-- PROBLEMS --
A. Transcribe the stretch of the altar rail article from "Last updated" through "a kneeling person.".
B. Find every line in the records that contains the string "pole", and copy each one.

-- SOURCE EXTRACT --
Altar rail

Last updated
Nineteenth-century wooden and iron altar rails in St Pancras Church, Ipswich Altarrail.jpeg
Nineteenth-century wooden and iron altar rails in St Pancras Church, Ipswich

The altar rail (also known as a communion rail or chancel rail) is a low barrier, sometimes ornate and usually made of stone, wood or metal in some combination, delimiting the chancel or the sanctuary and altar in a church, [1] [2] from the nave and other parts that contain the congregation. Often, a central gate or gap divides the line into two parts. Rails are a very common, but not universal, feature of Roman Catholic, Anglican, Lutheran, and Methodist churches. They are usually about two feet 6 inches high, with a padded step at the bottom, and designed so that the wider top of the rail can support the forearms or elbows of a kneeling person.

Contents

The altar rail is a modest substitute for earlier barriers demarcating the chancel, the area containing the altar, which was reserved, with greatly varying degrees of strictness, for officiating clergy, including boys as choristers and altar servers. Although it only emerged after the Protestant Reformation, it has been found convenient by both Roman Catholic and more traditional Protestant churches, such as the Anglican, Lutheran and Methodist churches, although it is disliked by many Reformed and nondenominational churches.

History

English 17th-century wooden rails at St John's Church, Corby Glen Corby Glen St John's - communion rail.jpg
English 17th-century wooden rails at St John's Church, Corby Glen

Barriers of various kinds often mark off as especially sacred the area of a church close to the altar, which is largely reserved for ordained clergy. The Temple in Jerusalem contained a barrier of this kind, which separated the Courtyard of the Israelites from the Courtyard of the Priests. [3] The templon was typical for the Late Antique period. In the Armenian Apostolic Church, curtains are still drawn to cut off that area during the holiest moments of the liturgy. In Eastern Orthodox and related rites, this evolved into a solid, icon-clad screen, called the iconostasis, that has three doorways which usually have doors and curtains that can be closed or drawn aside at various times. [4]


Barriers demarcating the chancel, such as the rood screen, became increasing elaborate. They were largely swept away after both the Protestant Reformation and then the Counter-Reformation prioritized the congregation having a good view of what was happening in the chancel. Now the low communion rail is generally the only barrier. Despite being essentially a Counter-Reformation invention, this has proved useful and accepted in the Protestant churches that dispense communion. The screen enjoyed a small revival in the 19th century, after the passionate urgings of Augustus Pugin, who wrote A Treatise on Chancel Screens and Rood Lofts, [5] and others.

There were medieval structures like communion rails, but the various types of screen were much more common. A church in Hasle, Bornholm claims to have "a rare 15th-century altar rail"; [6] perhaps, like other examples, this is in fact a sawn-off medieval screen. The origin of the modern form has been described by one historian as "nebulous", [7] but it probably emerged from Italy in the 16th century. The German Lutherans and the Church of England were not far behind in adopting it, perhaps without being aware of the Italian versions. In England the rail became one of the focuses of tussles between the High Church and Low Church factions, and in many churches they were added, removed and re-added at different times.

-- DATA SECTION --
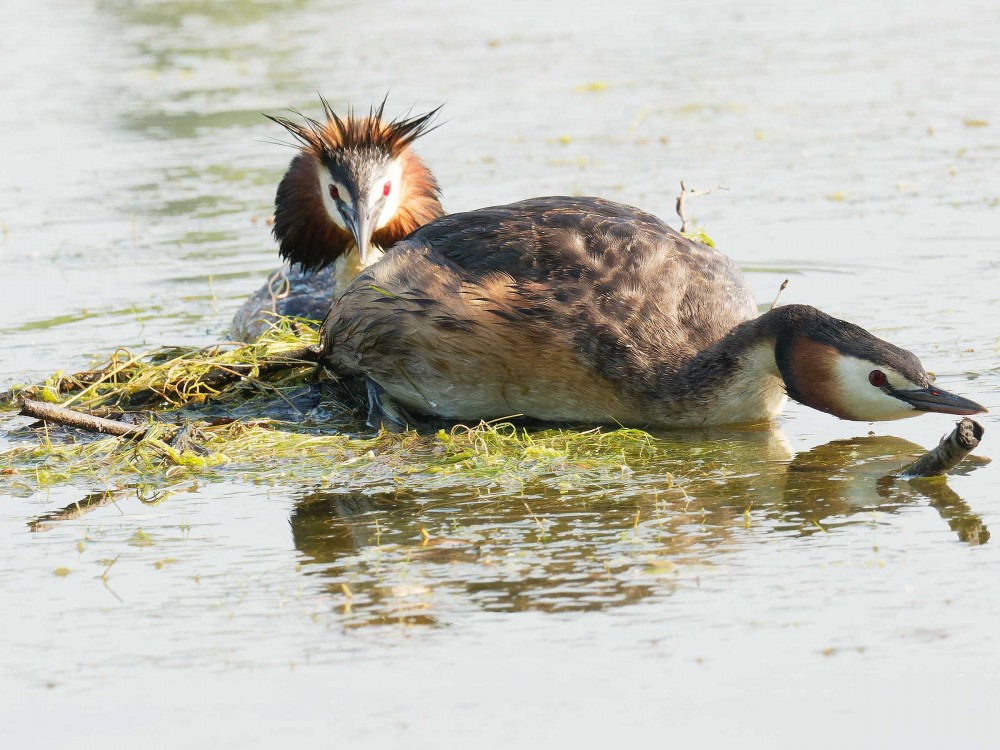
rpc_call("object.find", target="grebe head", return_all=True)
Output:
[768,305,986,422]
[266,97,444,270]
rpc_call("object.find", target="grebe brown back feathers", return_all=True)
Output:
[232,97,444,340]
[323,197,983,426]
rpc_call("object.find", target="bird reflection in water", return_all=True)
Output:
[290,430,990,626]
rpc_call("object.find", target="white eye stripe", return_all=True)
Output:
[834,356,918,420]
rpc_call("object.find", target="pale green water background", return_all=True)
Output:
[0,0,1000,748]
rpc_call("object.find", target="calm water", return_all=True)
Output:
[0,0,1000,748]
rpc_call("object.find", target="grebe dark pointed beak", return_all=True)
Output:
[892,386,988,416]
[347,200,380,265]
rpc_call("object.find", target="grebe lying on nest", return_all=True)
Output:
[231,97,444,341]
[312,197,985,426]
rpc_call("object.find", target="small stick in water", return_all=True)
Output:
[21,398,149,437]
[675,180,729,234]
[767,279,788,311]
[897,417,985,479]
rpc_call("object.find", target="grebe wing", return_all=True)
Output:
[323,197,757,417]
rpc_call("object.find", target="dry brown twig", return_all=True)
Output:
[676,180,729,234]
[896,417,985,479]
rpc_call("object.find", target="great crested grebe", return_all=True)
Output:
[322,197,985,426]
[231,97,444,341]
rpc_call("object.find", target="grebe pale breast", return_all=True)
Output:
[231,97,444,341]
[323,197,983,426]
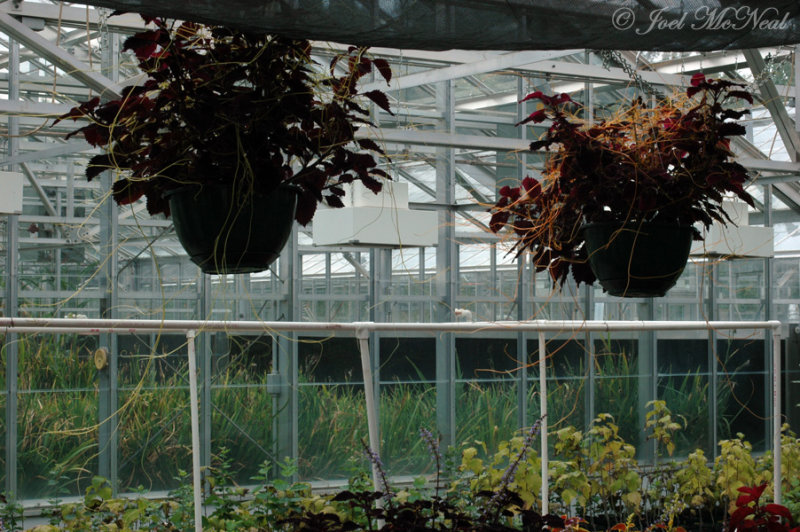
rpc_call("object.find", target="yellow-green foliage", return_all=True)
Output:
[714,433,759,511]
[675,449,714,508]
[549,427,592,508]
[781,423,800,491]
[587,414,642,512]
[644,400,686,456]
[460,436,542,508]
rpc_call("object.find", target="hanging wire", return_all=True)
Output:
[593,50,661,97]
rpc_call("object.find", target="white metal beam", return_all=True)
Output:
[0,12,122,98]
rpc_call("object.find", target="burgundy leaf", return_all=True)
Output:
[86,153,113,181]
[690,72,706,87]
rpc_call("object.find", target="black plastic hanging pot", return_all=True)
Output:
[164,184,298,274]
[582,222,694,297]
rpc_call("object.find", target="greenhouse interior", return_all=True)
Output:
[0,0,800,531]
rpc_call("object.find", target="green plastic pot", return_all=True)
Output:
[582,222,694,297]
[164,184,298,274]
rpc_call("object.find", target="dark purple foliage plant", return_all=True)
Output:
[59,17,391,225]
[490,74,753,285]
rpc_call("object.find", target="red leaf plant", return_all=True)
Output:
[490,74,753,285]
[56,13,391,225]
[728,482,800,532]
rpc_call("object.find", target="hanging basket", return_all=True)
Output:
[164,184,298,274]
[582,223,693,297]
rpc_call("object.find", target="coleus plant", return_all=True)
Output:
[727,483,800,532]
[490,74,753,285]
[59,17,392,225]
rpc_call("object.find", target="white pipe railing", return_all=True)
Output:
[0,317,781,531]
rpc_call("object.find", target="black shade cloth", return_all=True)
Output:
[67,0,800,51]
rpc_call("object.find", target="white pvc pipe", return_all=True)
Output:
[772,328,783,504]
[0,317,780,334]
[356,329,385,491]
[186,330,203,532]
[539,331,550,515]
[0,317,781,510]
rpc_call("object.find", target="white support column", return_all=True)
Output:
[356,328,385,491]
[772,327,783,504]
[539,331,550,515]
[186,330,203,532]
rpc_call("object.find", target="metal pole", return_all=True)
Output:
[356,329,385,491]
[772,327,783,504]
[539,331,550,515]
[5,39,19,500]
[186,330,203,532]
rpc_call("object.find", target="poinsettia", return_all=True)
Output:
[54,17,391,225]
[490,74,753,284]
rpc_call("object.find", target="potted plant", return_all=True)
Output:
[54,17,391,273]
[490,74,753,297]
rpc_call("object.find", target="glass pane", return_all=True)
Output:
[455,380,519,452]
[297,383,368,480]
[380,383,437,475]
[17,335,98,498]
[118,335,192,491]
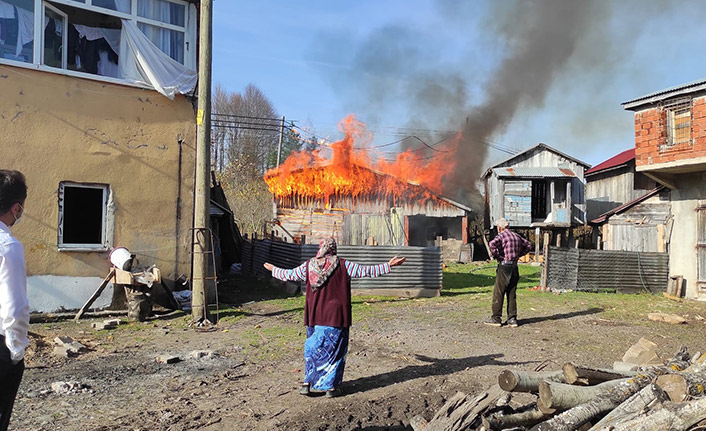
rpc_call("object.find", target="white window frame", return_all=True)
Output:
[0,0,197,89]
[665,99,693,147]
[696,200,706,291]
[57,181,113,251]
[39,3,69,69]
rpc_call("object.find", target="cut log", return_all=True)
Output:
[655,374,689,402]
[655,366,706,402]
[532,354,690,431]
[483,407,547,430]
[613,361,640,373]
[561,362,637,385]
[589,384,668,431]
[537,379,628,414]
[498,370,565,393]
[423,385,505,431]
[613,398,706,431]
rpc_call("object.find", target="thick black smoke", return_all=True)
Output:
[310,0,692,209]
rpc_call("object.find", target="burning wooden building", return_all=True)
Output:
[265,116,471,260]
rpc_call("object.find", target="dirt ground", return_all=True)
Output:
[10,265,706,431]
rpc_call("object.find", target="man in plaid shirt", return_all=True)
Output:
[483,218,532,328]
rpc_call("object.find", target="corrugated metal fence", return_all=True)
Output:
[242,240,442,289]
[546,246,669,293]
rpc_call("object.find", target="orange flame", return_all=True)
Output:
[265,115,460,209]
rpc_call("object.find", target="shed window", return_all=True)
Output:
[59,183,108,250]
[666,100,691,145]
[696,206,706,289]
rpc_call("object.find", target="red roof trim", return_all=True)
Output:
[584,148,635,175]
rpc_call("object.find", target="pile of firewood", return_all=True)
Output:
[410,347,706,431]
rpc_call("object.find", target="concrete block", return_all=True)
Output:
[157,355,181,364]
[51,346,76,358]
[91,322,117,331]
[189,350,213,359]
[54,336,86,353]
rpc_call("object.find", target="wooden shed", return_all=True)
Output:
[584,147,658,221]
[483,143,590,229]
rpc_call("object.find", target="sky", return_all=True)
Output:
[213,0,706,174]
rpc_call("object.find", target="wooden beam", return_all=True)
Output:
[641,172,677,190]
[74,268,115,322]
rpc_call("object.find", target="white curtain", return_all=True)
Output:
[115,0,132,13]
[15,7,34,57]
[0,0,15,19]
[73,24,120,55]
[137,0,179,61]
[118,20,198,99]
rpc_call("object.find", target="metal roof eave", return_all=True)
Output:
[482,142,591,178]
[621,80,706,110]
[590,186,667,224]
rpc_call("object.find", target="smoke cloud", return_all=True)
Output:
[312,0,692,209]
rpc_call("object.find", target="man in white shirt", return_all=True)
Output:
[0,170,29,431]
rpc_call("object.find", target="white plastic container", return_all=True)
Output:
[110,247,134,271]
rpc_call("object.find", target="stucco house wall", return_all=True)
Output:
[0,65,196,311]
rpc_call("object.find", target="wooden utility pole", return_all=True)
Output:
[191,0,215,322]
[277,115,284,166]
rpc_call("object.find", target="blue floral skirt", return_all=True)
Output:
[304,325,349,391]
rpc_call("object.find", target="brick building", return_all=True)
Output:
[622,80,706,300]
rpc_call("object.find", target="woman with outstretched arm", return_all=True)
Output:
[265,238,405,397]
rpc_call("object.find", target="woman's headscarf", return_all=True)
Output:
[309,238,338,290]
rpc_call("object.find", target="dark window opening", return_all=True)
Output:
[532,180,547,220]
[61,185,105,245]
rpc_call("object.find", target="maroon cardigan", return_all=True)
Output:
[304,259,351,328]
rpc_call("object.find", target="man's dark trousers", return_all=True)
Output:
[493,263,520,322]
[0,335,25,431]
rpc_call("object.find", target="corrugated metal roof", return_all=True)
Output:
[621,79,706,109]
[493,167,576,178]
[584,148,635,176]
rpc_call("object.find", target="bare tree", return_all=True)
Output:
[212,84,284,238]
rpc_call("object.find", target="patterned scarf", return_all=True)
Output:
[308,238,338,290]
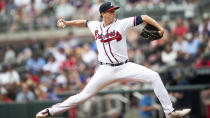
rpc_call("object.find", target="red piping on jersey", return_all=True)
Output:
[100,25,113,63]
[106,26,119,63]
[108,42,119,63]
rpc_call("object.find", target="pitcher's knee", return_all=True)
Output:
[76,93,91,103]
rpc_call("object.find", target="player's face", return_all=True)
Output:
[103,10,116,21]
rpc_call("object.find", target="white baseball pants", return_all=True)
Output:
[49,62,174,115]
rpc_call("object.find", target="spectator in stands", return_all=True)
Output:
[61,51,76,71]
[187,18,198,35]
[173,17,188,38]
[16,83,35,102]
[53,45,66,66]
[17,42,33,63]
[161,44,177,66]
[1,65,20,88]
[6,0,17,13]
[139,85,160,118]
[23,71,40,88]
[0,84,12,103]
[4,46,16,64]
[195,55,210,68]
[186,33,201,58]
[89,0,103,20]
[198,13,210,37]
[25,52,45,74]
[67,71,84,91]
[43,55,60,74]
[40,70,56,87]
[35,85,58,101]
[201,89,210,118]
[55,70,68,88]
[172,36,188,53]
[10,5,30,32]
[0,0,6,13]
[67,32,81,50]
[82,43,97,64]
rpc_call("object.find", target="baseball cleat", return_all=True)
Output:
[36,108,50,118]
[168,109,191,118]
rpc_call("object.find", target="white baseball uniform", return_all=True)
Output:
[49,16,174,115]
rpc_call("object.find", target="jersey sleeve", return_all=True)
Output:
[86,20,100,35]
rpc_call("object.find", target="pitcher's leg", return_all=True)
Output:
[49,66,113,115]
[121,63,174,114]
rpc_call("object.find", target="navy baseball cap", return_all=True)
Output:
[99,2,120,14]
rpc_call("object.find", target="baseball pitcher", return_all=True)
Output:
[36,2,191,118]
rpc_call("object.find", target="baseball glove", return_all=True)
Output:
[140,24,163,41]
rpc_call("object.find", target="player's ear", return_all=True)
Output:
[101,12,104,18]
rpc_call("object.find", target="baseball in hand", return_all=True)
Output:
[57,21,65,28]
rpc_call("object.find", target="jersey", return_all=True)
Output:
[87,16,143,64]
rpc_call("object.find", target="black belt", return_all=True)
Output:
[99,60,128,66]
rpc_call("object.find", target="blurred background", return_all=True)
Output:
[0,0,210,118]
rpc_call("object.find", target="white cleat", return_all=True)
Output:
[168,109,191,118]
[36,108,50,118]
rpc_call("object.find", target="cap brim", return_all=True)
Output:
[106,7,120,12]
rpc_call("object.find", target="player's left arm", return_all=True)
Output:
[141,15,164,36]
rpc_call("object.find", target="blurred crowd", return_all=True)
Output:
[0,0,210,117]
[0,0,197,32]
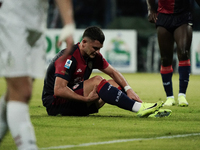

-- TASK RESULTS --
A.
Last updated
Nineteenth-century wooden and iron altar rails in St Pancras Church, Ipswich Altarrail.jpeg
Nineteenth-century wooden and iron altar rails in St Pancras Church, Ipswich

The altar rail (also known as a communion rail or chancel rail) is a low barrier, sometimes ornate and usually made of stone, wood or metal in some combination, delimiting the chancel or the sanctuary and altar in a church, [1] [2] from the nave and other parts that contain the congregation. Often, a central gate or gap divides the line into two parts. Rails are a very common, but not universal, feature of Roman Catholic, Anglican, Lutheran, and Methodist churches. They are usually about two feet 6 inches high, with a padded step at the bottom, and designed so that the wider top of the rail can support the forearms or elbows of a kneeling person.

B.
rpc_call("object.find", target="metal pole", return_all=True)
rpc_call("object.find", target="wooden utility pole", return_all=True)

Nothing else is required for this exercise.